_Given task_
Filter the data below, keeping every line that contains the word "door", and copy those lines out.

_Data records_
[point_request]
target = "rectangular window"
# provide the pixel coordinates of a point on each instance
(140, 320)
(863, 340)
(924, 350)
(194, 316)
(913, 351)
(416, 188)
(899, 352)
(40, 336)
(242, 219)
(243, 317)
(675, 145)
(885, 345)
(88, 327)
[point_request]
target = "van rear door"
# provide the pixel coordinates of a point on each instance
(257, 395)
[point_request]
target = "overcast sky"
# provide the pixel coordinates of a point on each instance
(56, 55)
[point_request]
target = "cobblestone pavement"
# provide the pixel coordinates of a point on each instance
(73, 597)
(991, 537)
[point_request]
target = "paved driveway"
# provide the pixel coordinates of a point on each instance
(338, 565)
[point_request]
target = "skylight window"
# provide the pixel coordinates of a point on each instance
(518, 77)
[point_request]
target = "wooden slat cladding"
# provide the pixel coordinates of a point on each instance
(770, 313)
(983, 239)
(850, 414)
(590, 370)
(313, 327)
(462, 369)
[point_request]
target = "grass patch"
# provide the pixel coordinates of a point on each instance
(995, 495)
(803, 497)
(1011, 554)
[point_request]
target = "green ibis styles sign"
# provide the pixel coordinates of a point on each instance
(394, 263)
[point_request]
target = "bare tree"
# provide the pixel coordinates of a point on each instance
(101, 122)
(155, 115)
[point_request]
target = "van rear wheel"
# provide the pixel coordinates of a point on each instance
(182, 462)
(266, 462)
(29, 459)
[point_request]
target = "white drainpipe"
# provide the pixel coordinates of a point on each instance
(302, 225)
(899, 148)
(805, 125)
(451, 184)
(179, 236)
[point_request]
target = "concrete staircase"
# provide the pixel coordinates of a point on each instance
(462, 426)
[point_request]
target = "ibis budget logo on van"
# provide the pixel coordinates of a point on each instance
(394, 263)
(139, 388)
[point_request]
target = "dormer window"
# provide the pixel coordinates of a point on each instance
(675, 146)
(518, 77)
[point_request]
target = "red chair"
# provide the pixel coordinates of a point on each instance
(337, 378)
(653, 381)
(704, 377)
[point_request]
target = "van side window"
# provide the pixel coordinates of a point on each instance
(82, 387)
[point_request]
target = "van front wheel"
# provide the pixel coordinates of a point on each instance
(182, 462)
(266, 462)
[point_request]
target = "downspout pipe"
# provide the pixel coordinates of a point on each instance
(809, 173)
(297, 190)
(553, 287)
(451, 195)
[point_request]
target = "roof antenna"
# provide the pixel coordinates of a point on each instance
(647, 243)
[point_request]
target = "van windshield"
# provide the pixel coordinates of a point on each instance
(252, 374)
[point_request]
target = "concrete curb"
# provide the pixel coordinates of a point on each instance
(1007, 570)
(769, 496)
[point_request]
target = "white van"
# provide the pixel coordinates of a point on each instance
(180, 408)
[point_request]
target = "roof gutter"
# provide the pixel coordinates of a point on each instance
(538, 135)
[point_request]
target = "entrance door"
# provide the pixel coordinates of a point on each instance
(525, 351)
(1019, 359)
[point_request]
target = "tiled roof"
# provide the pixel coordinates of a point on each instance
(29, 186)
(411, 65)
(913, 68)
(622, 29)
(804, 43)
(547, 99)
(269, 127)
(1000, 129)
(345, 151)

--

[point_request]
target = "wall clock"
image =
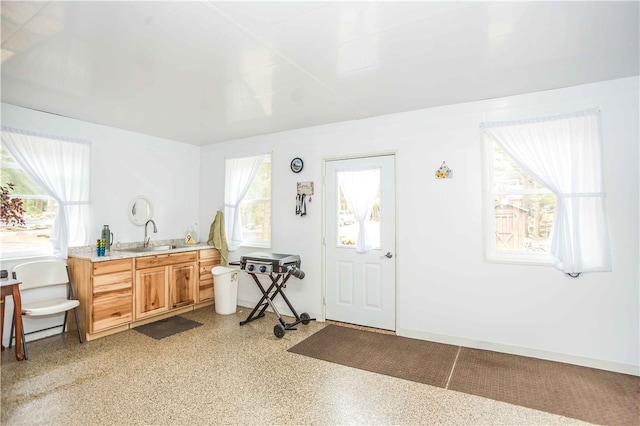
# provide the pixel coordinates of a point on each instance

_Result_
target = "van rear door"
target = "entrance door"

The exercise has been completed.